Exercises:
- a) Name the tasks the fruit fly cell migration text says students learn to do in the lab.
- b) According to the fruit fly cell migration text, for how long have researchers used the fruit fly to understand the genetic basis of development?
- c) Write what comes next in the fruit fly cell migration text, starting right after its final sentence.

Text segment:
Cell migration is a basic developmental function that serves to build tissues, organs, and whole animals. Defects in cell migration are associated with birth defects and cancer, in particular the metastasis of tumors. Over the past forty years researchers have used the fruit fly to understand the genetic basis of development, including cell migration, but many of the tools and approaches used are beyond the skills and understanding of an undergraduate and advanced high school lab. We have developed a practical lab that allows students to use fly oogenesis to understand how genes regulate cell migration. Students learn to sort males from females, recognize fly genetic markers to identify wild type and mutant animals, hand-dissect ovaries, perform histochemical staining to reveal gene expression in this tissue, and visualize normal and aberrant cell migration using light microscopy to distinguish the effect of a key mutation in a gene required for cell migration. From this approach, students learn how mutations can aid in understanding gene function and how modern genetic tools and microscopy are used to study gene expression and development. Because these genes have human homologs, students learn how model organisms can be used to understand the molecular basis of disease and disorders, such as cancer.

Data:
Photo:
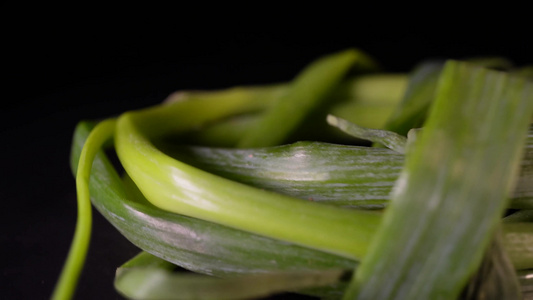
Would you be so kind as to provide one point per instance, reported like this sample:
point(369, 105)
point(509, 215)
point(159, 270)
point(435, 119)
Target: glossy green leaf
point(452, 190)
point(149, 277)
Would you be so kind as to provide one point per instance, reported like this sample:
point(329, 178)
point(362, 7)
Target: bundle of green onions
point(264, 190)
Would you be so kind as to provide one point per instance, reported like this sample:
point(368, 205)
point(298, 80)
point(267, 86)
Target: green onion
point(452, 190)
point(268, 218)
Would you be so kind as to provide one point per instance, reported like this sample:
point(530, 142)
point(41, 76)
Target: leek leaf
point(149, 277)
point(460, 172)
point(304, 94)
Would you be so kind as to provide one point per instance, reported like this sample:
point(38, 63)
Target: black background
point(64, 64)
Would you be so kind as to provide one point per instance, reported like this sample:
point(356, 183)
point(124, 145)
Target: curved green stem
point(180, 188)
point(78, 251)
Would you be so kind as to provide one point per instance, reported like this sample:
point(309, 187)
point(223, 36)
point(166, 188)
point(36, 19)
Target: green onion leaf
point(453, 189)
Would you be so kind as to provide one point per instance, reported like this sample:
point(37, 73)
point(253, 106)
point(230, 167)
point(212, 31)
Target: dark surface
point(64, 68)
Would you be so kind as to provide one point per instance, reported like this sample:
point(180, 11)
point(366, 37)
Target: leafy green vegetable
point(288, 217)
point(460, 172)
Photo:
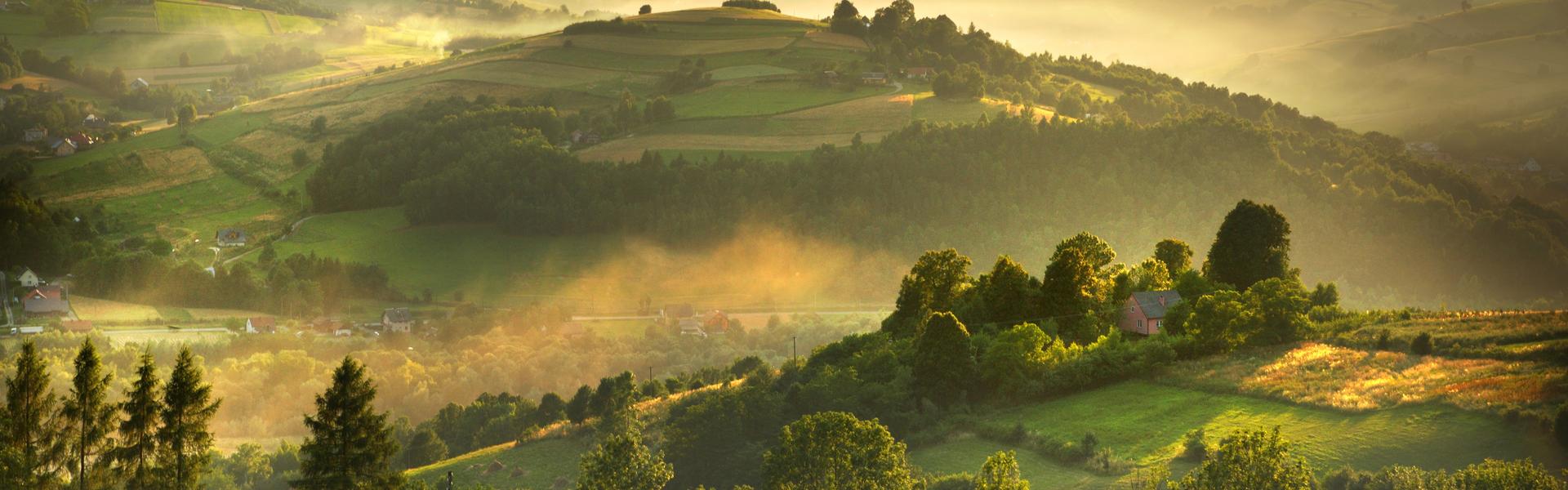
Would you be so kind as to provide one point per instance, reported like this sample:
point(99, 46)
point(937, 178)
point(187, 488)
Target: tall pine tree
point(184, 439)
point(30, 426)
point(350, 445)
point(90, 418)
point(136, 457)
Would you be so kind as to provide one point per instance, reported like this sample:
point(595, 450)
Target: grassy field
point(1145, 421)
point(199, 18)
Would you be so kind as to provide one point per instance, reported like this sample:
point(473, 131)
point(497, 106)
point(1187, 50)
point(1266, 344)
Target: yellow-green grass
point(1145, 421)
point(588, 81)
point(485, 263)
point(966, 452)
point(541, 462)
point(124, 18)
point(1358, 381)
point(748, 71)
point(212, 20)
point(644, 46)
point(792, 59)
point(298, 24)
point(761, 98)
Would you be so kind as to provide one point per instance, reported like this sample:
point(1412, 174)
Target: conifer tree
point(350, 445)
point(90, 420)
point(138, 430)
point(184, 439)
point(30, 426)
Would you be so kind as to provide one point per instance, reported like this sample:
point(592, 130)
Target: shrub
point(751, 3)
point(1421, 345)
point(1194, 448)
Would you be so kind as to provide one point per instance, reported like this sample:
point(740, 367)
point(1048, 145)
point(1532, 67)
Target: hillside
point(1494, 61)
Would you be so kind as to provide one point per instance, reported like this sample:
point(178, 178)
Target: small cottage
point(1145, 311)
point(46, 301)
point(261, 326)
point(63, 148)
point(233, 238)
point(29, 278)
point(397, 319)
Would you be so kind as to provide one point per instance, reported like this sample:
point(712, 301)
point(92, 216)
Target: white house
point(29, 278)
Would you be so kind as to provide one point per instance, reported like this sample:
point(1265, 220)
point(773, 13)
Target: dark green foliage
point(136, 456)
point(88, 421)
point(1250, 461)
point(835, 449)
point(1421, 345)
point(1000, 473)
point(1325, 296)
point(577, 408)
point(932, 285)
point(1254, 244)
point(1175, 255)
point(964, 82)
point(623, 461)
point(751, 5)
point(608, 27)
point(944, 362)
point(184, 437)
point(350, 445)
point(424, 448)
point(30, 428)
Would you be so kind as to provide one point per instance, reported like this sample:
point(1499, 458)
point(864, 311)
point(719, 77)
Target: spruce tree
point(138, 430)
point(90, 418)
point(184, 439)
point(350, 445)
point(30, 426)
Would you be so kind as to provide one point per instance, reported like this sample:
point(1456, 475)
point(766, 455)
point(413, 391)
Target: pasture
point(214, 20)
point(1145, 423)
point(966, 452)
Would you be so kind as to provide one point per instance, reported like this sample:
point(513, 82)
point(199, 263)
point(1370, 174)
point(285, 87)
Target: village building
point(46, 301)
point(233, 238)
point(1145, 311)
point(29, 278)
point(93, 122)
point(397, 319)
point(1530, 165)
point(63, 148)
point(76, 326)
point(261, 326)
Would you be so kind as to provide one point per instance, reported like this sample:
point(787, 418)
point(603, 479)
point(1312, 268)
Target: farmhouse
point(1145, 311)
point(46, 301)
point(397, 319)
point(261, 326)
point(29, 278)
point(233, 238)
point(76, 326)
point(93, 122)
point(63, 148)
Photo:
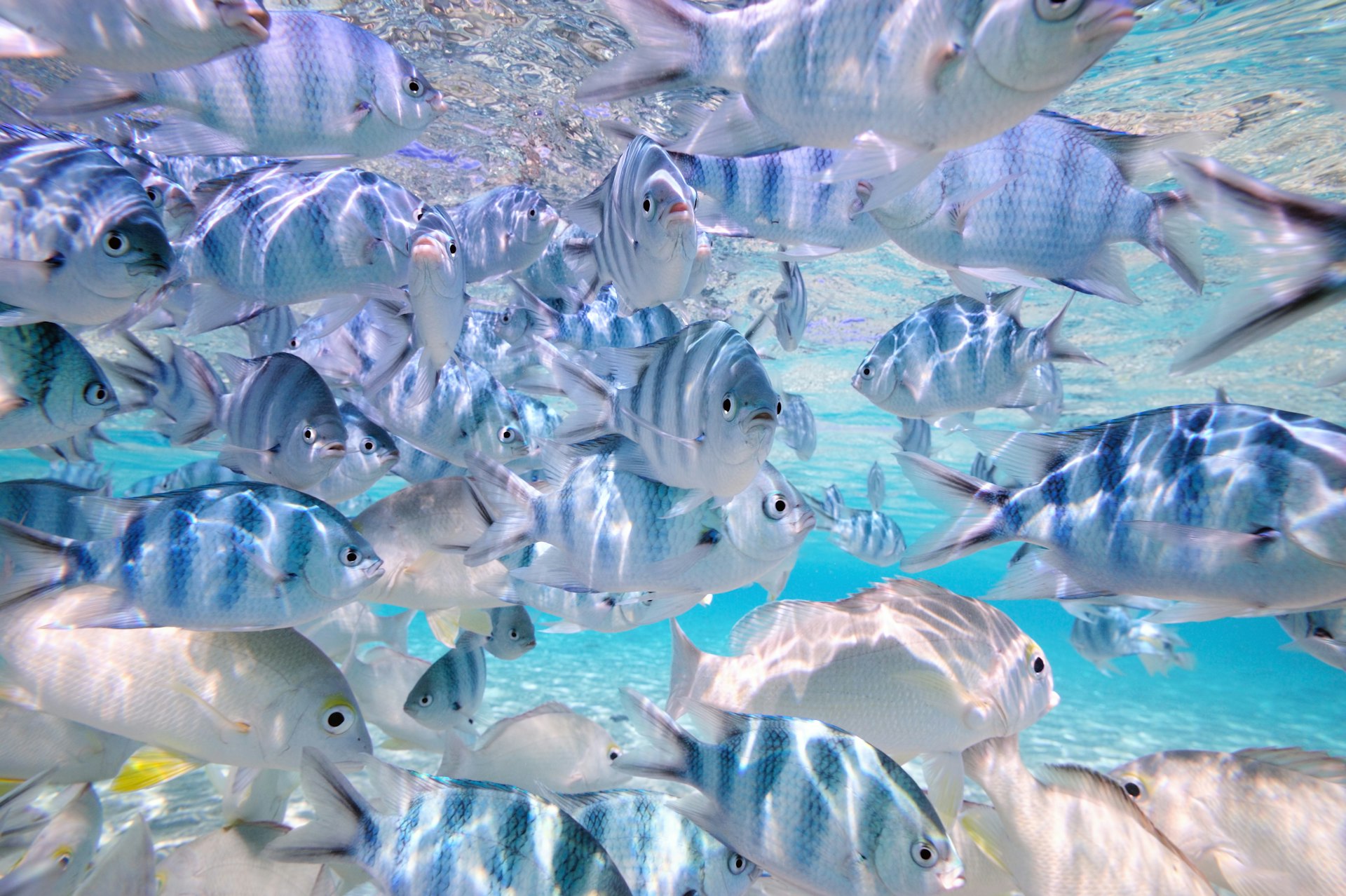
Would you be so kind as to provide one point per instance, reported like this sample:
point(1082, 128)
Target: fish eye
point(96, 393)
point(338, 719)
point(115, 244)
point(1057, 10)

Results by task:
- a)
- Sort males from females
- Recognize fly genetic markers to identify wild type and mutant animals
- Hand-dissect ovaries
- Perform histochemical staining to reveal gene expression in this tissue
- Visualize normal and aberrant cell migration using light microscopy

- b) Over the past forty years.

- c)
Cell biological and genetic approaches have revealed that in organisms as diverse as worms and humans, cells migrate by turning on and off genes, first to loosen connections with their neighbors, then to change shape and flatten to crawl along precise extracellular matrix paths. Migrating cells are able to recognize their proper destinations and stop to build the detailed structure of a tissue (Aman & Piotrowski, 2010).
In humans, mutations in the genes that control cell migration are associated with birth defects and cancer. Cancer is a complex disease with many defects in cell metabolism, cell proliferation, cell death, and the kind of uncontrolled cell invasion characteristic of tumor metastasis. Metastatic cancer cells change their adhesivity, leave a primary site and invade surrounding tissues, often resulting in patient mortality. These aberrant cell behaviors mimic normal cell functions during development, but the identity and function of the genes in these processes are poorly understood (Naora & Montell, 2005).
Over the past forty years, genetic and biochemical approaches have revealed many of the genes controlling cell migration (Rorth, 2007; Rorth, 2009). These genes encode proteins that function at all levels of the process: outside the cell to modify the extracellular matrix, on the surface of the cell to change its adherence or “stickiness,” in the cytoplasm to remodel cell shape, allowing the cell to squeeze through its surroundings, and in the nucleus to turn on and off the genes that regulate the process. Many of these genes have been identified using a model organism, in particular genes regulating the cell cycle in yeast and Caenorhabditis elegans (Edwards, 1999; Norbury & Nurse, 1990)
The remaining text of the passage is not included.